Breast cancer develops from a cancerous cell which develops in the lining of a duct or lobule in one of the breasts. When the breast cancer has spread into surrounding breast tissue it is called an ‘invasive’ breast cancer. Some people are diagnosed with ‘carcinoma in situ’, where no cancer cells have grown beyond the duct or lobule.
A naturally-occurring protein may offer hope for the thousands of women with one of the deadliest forms of breast cancer.Tinagl1 – a protein found in the kidneys – suppressed the growth of triple-negative breast cancer (TNBC) in the lab, a study found.
Scientists discovered it targets the signals that encourage the disease to spread and thrive. TNBC tumours lack the three most common receptors that both fuel breast cancer and respond to common hormonal therapies, such as the drug tamoxifen, making this form of the disease particularly difficult to treat.
The research was carried out by Princeton University and led by Professor Yibin Kang, from the department of molecular biology.
‘People have tried to block the spread of this form of cancer but attempts so far have failed because if you try one approach, the cancer cells compensate by finding a way to escape,’ he said.
Breast cancer affects around one in eight women in the US and UK at some point in their lives. Of which, 15 per cent will have TNBC. TNBC tumours lack oestrogen and progesterone, as well as the protein HER-2. This means treatments that target these hormones and protein are ineffective, but chemotherapy is still an option.
TNBC patients have the worst prognosis and metastasis-free survival among all major subtypes of breast cancer,’ the authors wrote in the journal Cancer Cell.
Around 77 per cent of women with TNBC survive for five years after diagnosis compared with 93 per cent of those with other forms of breast cancer. The researchers analysed more than 800 breast tumour samples from patients.
Results revealed those with less active Tinagl1 genes were more likely to come from patients with advanced cancer and poor survival prospects.
It also interferes with a protein called focal adhesion kinase (FAK), which fuels cancer cell migration, growth and survival.

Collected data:

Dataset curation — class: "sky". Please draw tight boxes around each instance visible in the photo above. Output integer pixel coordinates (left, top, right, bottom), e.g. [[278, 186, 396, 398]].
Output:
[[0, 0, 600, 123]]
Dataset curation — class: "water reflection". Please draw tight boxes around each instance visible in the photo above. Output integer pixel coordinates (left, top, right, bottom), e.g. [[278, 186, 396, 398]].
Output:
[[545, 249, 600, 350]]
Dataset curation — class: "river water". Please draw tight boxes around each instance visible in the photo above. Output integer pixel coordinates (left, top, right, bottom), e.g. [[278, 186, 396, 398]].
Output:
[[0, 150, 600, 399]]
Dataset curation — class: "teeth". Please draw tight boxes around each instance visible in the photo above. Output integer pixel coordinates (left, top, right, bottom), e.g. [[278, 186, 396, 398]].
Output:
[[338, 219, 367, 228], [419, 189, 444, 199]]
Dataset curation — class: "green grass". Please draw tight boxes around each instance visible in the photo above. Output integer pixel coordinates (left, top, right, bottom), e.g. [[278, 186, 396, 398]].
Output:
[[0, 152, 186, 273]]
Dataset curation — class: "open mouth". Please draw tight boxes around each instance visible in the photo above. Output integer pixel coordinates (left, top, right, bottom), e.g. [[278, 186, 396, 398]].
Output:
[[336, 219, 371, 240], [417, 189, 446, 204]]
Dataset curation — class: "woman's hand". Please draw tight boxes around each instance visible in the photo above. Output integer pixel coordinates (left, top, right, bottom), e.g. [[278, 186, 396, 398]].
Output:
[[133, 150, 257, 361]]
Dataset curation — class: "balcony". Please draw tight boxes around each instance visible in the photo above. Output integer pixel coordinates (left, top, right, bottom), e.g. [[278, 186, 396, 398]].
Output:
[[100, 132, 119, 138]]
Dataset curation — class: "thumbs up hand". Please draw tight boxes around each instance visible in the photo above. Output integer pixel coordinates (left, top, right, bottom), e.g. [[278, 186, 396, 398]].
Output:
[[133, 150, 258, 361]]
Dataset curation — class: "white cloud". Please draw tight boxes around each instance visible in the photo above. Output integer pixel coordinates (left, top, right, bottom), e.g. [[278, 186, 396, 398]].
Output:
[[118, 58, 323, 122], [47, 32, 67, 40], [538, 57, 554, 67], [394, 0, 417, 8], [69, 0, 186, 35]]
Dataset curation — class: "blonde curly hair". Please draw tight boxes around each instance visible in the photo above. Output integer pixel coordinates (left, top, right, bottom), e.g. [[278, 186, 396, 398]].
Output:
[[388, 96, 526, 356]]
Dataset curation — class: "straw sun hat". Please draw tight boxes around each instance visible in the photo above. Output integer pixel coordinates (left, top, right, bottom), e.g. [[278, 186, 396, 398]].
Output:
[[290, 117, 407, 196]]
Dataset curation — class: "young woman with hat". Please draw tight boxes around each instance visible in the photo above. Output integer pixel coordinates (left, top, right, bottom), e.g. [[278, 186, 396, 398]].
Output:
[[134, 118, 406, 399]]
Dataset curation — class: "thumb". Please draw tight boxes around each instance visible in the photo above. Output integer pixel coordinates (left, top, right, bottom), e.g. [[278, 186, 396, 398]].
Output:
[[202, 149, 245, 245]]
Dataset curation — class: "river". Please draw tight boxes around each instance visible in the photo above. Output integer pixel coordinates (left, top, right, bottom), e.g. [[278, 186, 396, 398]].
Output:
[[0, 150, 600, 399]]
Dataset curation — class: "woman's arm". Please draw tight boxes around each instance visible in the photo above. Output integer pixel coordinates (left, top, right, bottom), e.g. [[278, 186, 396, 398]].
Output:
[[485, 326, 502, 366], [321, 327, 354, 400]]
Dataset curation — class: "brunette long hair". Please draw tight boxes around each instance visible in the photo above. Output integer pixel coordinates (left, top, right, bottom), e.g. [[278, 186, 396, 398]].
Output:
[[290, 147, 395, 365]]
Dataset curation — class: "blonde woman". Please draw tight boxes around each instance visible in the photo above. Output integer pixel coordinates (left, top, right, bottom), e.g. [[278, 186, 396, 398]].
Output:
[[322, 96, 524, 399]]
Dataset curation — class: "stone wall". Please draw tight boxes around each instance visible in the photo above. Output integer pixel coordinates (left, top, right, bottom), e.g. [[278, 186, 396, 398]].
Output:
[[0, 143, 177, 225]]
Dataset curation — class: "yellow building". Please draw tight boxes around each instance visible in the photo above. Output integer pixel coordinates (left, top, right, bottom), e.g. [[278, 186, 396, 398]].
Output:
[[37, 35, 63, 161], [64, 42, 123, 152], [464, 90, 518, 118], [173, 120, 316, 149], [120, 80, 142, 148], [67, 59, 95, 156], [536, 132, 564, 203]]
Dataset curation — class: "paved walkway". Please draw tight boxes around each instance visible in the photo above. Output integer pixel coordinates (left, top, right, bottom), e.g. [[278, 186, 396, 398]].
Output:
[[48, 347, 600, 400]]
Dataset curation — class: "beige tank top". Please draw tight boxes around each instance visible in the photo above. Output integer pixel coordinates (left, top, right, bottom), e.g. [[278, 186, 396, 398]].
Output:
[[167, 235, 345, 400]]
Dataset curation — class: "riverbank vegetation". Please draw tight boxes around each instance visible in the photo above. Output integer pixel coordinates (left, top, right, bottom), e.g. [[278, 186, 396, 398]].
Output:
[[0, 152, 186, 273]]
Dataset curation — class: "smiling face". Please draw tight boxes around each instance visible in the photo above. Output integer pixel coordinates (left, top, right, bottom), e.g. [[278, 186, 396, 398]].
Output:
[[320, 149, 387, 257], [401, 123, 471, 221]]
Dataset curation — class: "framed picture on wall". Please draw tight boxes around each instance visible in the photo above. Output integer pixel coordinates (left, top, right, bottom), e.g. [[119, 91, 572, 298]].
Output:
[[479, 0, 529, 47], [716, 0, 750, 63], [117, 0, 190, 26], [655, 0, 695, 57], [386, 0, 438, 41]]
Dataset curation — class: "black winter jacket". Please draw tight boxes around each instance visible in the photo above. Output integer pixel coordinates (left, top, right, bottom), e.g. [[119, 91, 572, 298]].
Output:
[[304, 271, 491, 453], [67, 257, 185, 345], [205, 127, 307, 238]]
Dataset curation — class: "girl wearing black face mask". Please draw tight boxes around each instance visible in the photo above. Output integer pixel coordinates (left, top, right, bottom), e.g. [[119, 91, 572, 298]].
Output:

_EXERCISE INSTRUCTIONS:_
A) Answer these questions from the Tinagl1 article, one line each:
(i) Where in the body is Tinagl1 found?
(ii) Which university carried out the research?
(iii) About what share of women with TNBC survive for five years after diagnosis?
B) Summarize the Tinagl1 article in two sentences.

_SOLUTION SET:_
A)
(i) In the kidneys.
(ii) Princeton University.
(iii) Around 77 percent.

B) A study led by Professor Yibin Kang at Princeton University found that Tinagl1, a protein found in the kidneys, suppressed the growth of triple-negative breast cancer in the lab by targeting the signals that encourage the disease to spread and thrive. This form of breast cancer is particularly difficult to treat because its tumors lack the three most common receptors that fuel breast cancer and respond to common hormonal therapies, and its patients have a lower five-year survival rate than those with other forms of breast cancer.